Problem description:
Repeat exactly the lines that run from the one containing "Annotate the reddish" to the end of the data, and leave out all others.

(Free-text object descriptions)
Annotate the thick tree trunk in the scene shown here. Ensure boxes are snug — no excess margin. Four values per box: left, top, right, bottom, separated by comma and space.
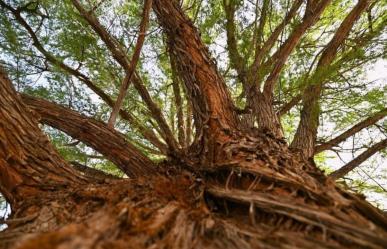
153, 0, 240, 138
0, 68, 86, 210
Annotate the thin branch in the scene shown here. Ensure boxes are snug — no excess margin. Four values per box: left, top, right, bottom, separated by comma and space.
108, 0, 152, 128
72, 0, 179, 153
223, 0, 248, 86
329, 139, 387, 180
315, 108, 387, 154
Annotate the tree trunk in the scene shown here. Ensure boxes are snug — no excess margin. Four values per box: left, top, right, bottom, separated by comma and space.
0, 67, 85, 210
1, 2, 387, 249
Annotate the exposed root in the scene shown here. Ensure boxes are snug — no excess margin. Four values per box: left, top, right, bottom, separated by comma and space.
1, 132, 387, 249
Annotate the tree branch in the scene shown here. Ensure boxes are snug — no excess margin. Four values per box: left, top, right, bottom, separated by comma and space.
329, 139, 387, 180
70, 161, 119, 181
249, 0, 303, 86
291, 0, 371, 158
223, 0, 248, 86
262, 0, 332, 98
71, 0, 179, 153
107, 0, 152, 128
315, 108, 387, 154
153, 0, 239, 137
22, 94, 157, 178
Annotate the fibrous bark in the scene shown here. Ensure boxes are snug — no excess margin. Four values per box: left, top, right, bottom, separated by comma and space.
0, 67, 85, 209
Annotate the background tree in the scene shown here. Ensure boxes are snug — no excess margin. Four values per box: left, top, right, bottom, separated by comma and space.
0, 0, 386, 248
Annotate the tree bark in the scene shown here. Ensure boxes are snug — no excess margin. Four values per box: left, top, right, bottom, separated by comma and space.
0, 68, 85, 209
153, 0, 240, 140
21, 95, 156, 178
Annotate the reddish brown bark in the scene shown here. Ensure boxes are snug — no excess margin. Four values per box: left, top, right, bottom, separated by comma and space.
0, 68, 85, 209
153, 0, 240, 140
1, 2, 387, 249
22, 95, 156, 178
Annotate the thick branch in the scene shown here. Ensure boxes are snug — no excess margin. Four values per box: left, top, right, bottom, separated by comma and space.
329, 139, 387, 180
22, 95, 157, 178
107, 0, 152, 128
154, 0, 239, 137
0, 68, 85, 208
315, 108, 387, 154
262, 0, 332, 98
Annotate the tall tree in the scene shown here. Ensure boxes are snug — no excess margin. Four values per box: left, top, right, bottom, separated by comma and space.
0, 0, 386, 248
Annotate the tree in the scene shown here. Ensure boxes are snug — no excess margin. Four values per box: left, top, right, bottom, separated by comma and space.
0, 0, 386, 248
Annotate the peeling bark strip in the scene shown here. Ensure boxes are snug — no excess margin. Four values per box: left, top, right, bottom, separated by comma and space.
0, 68, 85, 208
22, 95, 156, 178
329, 139, 387, 180
153, 0, 239, 136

Task answer:
Annotate the reddish brown bark in the scene shown here. Ensure boxes are snug — no excess margin. Four values per box: left, top, right, bottom, separated by comma and space.
0, 68, 85, 209
153, 0, 240, 140
1, 2, 387, 249
22, 95, 156, 178
Annotate the thick branch in the scene shown here. Ensure boxes are snug — no excess margin. Four values per box: left, top, right, bottom, separated by comma and space.
329, 139, 387, 180
22, 95, 157, 178
107, 0, 152, 128
154, 0, 239, 137
0, 68, 85, 208
315, 108, 387, 154
262, 0, 332, 98
Annotate the tall tree in the scene shown here. Ensure boxes are snug — no excess margin. Four values per box: left, top, right, bottom, separated by comma and space.
0, 0, 386, 248
Annotate the tree in the scene shown here. Ensure boxes are snug — no excess margin. Four values per box: left, top, right, bottom, separated by comma and space.
0, 0, 386, 248
Annotate the peeling bark strip in the scene shown here. Ensure boxes are snug — no excess margin. Four values per box: left, top, right, bottom, separated by comma and space.
0, 68, 85, 208
22, 95, 156, 178
329, 139, 387, 180
153, 0, 239, 136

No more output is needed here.